*Problème posé 1*.
D'après le passage du texte sur la Sainte Larme de Vendôme, en quelle année l'armoire de pierre sculptée qui servait de reliquaire fut-elle détruite ?

*Passage du texte*.

● ● ●

Arts et culturePatrimoine

La «Sainte Larme» de Vendôme !

Comment une larme qu’aurait versée le Christ aurait-elle pu arriver jusqu’à la Trinité où elle… coula des jours tranquilles jusqu’au début du XIXe siècle ? Le mystère fait partie de la légende.

Prenez-la comme une belle histoire, sans plus : on dit que Geoffroy, fondateur de la Trinité de Vendôme à l’âge de 24 ans, trouva le temps de se battre en dehors de France et vint en aide à Michel de Constantinople contre les Sarrasins de Sicile. Pour récompense, le comte de Vendôme se serait vu offrir la main d’une princesse (qu’il refusa !) et quelques autres trésors de joaillerie. «Comme il hésitait à faire un choix entre tant de richesses – raconte un historien local du XIXe siècle -, un clerc se pencha à son oreille et, lui désignant un petit morceau de cristal confondu avec des diamants de haut prix : voilà le trésor le plus estimable ; là est une larme que Jésus-Christ Lui-même versa sur le tombeau de Lazare».

Les pèlerins affluent

vendome ste larme2 330

Revenu à Vendôme, Geoffroy fait faire un premier reliquaire, qui sera remplacé plus tard par un autre en pierre : une superbe armoire de pierre sculptée de bas-reliefs contant la vie et la mort de Lazare, ami du Christ (détruite en 1803). La nouvelle se répand comme une traînée de poudre et les pèlerins affluent, pour le plus grand bénéfice de la ville. La Sainte Larme est un atout supplémentaire sur les chemins de Saint-Martin-de-Tours puis, plus tard, sur ceux de Saint-Jacques-de-Compostelle. L’engouement est tel que les comtes de Vendôme en feront leur cri d’armes et de ralliement pendant tout le Moyen Age : «Sainte Larme de Vendôme !» comme on criait «Montjoye Saint-Denis !» dans les armées du roi. Certains jours – dit-on – l’église est trop petite pour accueillir la foule des pèlerins.

Comme il s’entend bien avec son vassal, le baron «1er de Chemillé» en Anjou, le comte divise la larme, lui en donnant la moitié pour la chapelle de son château, avant que celle-ci ne soit transférée à la collégiale Saint-Léonard de Chemillé au XIIIe siècle. Elle y est toujours vénérée de nos jours ! Ceci n’enlève rien, à l’époque, à l’attrait de la relique vendômoise. «Plusieurs châsses d’une orfèvrerie raffinée protégeaient l’ultime reliquaire – explique Jean-Robert Masson – un petit fuseau garni d’or dont les extrémités étaient reliées par une chaîne d’or retenant deux bagues serties de diamants.» On décrit également la Sainte Larme comme «toujours tremblant dans ce petit vaisseau, de couleur d’eau et azurée».

● ● ●

(Entrées de données enregistrées)
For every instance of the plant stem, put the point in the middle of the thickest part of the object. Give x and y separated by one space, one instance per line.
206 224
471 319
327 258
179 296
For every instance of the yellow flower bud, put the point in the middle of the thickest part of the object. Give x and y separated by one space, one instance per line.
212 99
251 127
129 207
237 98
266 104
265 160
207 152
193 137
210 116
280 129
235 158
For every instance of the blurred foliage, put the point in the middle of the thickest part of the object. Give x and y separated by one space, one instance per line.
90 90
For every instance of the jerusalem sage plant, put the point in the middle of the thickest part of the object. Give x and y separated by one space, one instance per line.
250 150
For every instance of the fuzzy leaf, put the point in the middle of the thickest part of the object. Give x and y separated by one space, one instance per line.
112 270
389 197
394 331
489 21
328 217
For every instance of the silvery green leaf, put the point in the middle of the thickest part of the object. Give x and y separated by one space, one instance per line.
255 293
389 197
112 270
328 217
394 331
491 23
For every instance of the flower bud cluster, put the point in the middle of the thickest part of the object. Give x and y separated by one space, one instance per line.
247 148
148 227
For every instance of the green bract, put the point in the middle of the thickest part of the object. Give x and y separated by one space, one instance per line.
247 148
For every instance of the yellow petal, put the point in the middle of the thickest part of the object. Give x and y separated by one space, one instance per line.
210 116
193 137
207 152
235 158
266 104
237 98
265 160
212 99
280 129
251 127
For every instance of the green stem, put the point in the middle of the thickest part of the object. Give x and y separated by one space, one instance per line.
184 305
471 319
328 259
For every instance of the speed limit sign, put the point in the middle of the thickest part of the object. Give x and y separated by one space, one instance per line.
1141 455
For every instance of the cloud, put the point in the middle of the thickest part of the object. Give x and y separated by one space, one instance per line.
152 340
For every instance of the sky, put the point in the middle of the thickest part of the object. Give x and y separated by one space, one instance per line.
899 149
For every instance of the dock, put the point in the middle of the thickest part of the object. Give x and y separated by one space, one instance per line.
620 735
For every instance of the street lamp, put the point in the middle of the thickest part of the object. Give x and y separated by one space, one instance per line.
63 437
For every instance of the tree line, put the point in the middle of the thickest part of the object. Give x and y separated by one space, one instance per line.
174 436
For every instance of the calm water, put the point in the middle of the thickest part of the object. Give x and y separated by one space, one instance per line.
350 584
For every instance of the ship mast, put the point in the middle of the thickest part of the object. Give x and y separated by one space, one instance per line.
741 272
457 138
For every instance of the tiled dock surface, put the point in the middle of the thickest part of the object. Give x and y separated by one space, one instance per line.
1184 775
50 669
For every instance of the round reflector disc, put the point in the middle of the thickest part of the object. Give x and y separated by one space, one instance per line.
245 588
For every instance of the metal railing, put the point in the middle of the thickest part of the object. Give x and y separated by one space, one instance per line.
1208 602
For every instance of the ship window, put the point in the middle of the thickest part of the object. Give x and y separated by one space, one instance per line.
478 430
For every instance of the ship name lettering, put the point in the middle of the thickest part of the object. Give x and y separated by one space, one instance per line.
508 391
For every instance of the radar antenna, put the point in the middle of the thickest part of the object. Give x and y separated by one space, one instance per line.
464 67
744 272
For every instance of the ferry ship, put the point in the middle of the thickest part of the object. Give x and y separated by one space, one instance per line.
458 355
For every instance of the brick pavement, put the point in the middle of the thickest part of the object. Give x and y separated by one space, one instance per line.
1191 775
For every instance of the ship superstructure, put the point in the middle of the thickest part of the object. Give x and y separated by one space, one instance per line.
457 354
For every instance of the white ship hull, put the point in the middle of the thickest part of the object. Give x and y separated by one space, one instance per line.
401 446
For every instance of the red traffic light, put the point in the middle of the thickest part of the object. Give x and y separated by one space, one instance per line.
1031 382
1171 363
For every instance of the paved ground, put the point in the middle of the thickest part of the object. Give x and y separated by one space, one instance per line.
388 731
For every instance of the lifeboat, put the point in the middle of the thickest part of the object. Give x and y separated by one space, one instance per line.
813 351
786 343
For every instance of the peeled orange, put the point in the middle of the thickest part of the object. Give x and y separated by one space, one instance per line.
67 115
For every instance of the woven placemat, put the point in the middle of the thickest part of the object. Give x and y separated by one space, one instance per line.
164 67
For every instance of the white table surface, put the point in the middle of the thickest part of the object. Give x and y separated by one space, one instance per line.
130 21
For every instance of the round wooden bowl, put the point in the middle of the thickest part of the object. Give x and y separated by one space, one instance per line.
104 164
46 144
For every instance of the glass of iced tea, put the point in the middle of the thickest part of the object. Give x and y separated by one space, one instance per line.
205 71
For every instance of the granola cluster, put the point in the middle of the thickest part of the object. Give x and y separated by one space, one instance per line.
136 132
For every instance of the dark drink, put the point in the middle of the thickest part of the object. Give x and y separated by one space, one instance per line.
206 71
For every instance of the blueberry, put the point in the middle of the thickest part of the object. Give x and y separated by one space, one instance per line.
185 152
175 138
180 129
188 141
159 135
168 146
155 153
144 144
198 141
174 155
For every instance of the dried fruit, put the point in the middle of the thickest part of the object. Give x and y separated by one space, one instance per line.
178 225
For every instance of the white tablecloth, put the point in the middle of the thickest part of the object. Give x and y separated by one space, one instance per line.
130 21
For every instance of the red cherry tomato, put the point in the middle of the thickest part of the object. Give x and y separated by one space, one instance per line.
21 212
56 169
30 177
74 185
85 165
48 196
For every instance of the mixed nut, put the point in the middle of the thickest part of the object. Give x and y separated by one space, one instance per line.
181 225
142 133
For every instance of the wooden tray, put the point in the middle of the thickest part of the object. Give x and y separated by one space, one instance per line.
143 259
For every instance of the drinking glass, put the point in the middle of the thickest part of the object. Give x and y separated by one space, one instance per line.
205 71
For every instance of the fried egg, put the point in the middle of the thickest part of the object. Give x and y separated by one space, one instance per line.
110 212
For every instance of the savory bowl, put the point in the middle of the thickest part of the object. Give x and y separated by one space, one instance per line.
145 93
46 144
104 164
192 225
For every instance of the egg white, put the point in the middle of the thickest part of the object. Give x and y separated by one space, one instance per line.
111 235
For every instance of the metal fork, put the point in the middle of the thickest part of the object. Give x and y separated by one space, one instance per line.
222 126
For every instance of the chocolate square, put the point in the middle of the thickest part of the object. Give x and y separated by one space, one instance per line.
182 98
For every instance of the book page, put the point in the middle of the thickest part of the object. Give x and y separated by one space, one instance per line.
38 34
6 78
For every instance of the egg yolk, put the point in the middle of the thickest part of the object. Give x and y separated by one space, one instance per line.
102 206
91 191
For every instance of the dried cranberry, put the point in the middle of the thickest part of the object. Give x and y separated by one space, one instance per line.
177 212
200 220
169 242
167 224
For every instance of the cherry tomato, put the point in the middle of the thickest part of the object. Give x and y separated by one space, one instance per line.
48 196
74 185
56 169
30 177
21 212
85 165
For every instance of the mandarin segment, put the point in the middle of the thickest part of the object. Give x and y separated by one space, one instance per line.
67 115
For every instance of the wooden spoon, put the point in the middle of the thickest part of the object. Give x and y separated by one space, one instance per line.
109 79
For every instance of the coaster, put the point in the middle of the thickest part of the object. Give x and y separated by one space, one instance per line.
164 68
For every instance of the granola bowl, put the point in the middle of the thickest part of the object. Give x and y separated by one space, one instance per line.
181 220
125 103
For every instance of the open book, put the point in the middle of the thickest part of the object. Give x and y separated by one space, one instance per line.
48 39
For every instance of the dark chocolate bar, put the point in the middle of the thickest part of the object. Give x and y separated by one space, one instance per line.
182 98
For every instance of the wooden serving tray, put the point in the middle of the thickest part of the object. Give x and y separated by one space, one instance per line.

● ● ●

*Problème posé 2*.
Convertissez en une liste JSON de chaînes les entrées de données enregistrées, de la ligne contenant "For every instance of the open" jusqu'à la fin de ces entrées, bornes comprises. Mettez une chaîne par ligne et omettez les lignes vides.

*Résultat obtenu 1*.
Elle fut détruite en 1803.

*Résultat obtenu 2*.
[
  "For every instance of the open book, put the point in the middle of the thickest part of the object. Give x and y separated by one space, one instance per line.",
  "48 39",
  "For every instance of the dark chocolate bar, put the point in the middle of the thickest part of the object. Give x and y separated by one space, one instance per line.",
  "182 98",
  "For every instance of the wooden serving tray, put the point in the middle of the thickest part of the object. Give x and y separated by one space, one instance per line."
]